▸ Exercise text
::::::::::

The Rani and Master escape in the Rani's Tardis, only to find it sabotaged by the Doctor. Sudden acceleration glues them to the side of her console room as they await in terror at the prospect of being eaten alive by the growing T-rex babies.
The Doctor tells Ravensworth to administer the extracted brain fluid back into the miners, gleefully inspires Stephenson to call his invention the "rocket", then the astonished pair watch as the Tardis dematerialises.
At least the Doctor's hideous cat brooch is gone... only to be replaced by and even worse, big, blobby, dark cat brooch. See Trivia.
As a teenage brown person at the time, I remember being bemused by a white woman calling herself the "Rani". By the mid-80s it seemed absurd and rather oldschool Carry On racist, though it somewhat suited her domineering imperious nature.
NE England is comically grim and dirty.
Followers', of the apocryphal Net Ludd, hatred of industrial machinery, I'm sure would not have extended to attacking a primitive horse and cart.
Having lived in Newcastle, I found some of the actors' attempts at the Northumbrian accent fluctuated wildly.
It takes too long for the Rani to whip off her rubber mask, though it's pretty obvious the bathhouse woman is up to no good.
There's not so much subtext as text, with an older, dominant, leather-clad woman controlling a bunch of muscular submissive men, particularly pretty boy Josh.
Regarding the Master's endless scheming, at one point the Rani has a delightful line of dialogue. She says, "It'll be something devious and overcomplicated. He'd get dizzy if he tried to walk in a straight line.
The Rani's TARDIS is sophisticated, scientific, and sinister, as befits her character. There's the subdued, but classy dark decor, the stylish looping and rotating metal mobile at the centre of the console, and the utterly horrifying glass jars containing embryonic T-rexs. I was reminded of the lab in Aliens a year later.
The creature design of the T-rex embryos and the growing effect isn't bad. The baby dinos are glistening, organic, and satisfyingly replete with fangs and claws.
Luke stepping of one of the Rani's diabolical biological landmines and exploding into a tree then, as a tree, saving Peri, should be a poignant scene, but it comes off as Goodies slapstick. It isn't helped by the ludicrous foam rubber creature design; a big tree-ish tube encompassing the suit actor with one arm/branch extended.
Ainley keeps getting his lines wrong; mispronouncing "apposite" as "appasite" and "impasse" as "empasse"; the latter Baker sarcastically parrots. The gaffs don't seem deliberate and I'd hate to cast aspersions as this was before the internet, when it was quite easy to mispronounce words. I was a very broad reader, with a large vocabulary, and without online audio pronunciation guides, and also being slightly dyslexic, I would frequently get words wrong, so I sympathise with Ainley.

::::::::::

▸ Exercise goal
Answer these questions from the episode notes, one per line:
1. What name does the Doctor get Stephenson to give his invention?
2. What is inside the glass jars in the Rani's TARDIS?
3. How does Ainley mispronounce "impasse"?

▸ Referring expression data
::::::::::

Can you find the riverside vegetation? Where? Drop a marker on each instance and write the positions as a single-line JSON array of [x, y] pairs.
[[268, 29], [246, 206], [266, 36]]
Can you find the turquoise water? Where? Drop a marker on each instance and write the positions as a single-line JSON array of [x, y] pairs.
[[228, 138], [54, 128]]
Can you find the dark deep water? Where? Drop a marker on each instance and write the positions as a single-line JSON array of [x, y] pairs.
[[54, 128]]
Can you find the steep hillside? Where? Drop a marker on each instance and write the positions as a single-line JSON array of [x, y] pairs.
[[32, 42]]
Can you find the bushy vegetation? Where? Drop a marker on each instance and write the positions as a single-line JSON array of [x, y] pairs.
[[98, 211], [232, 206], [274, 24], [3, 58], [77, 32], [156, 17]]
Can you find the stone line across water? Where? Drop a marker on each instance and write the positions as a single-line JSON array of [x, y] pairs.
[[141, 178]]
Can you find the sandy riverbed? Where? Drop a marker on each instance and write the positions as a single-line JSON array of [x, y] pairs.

::::::::::

▸ Answer area
1. The "rocket"
2. Embryonic T-rexes
3. As "empasse"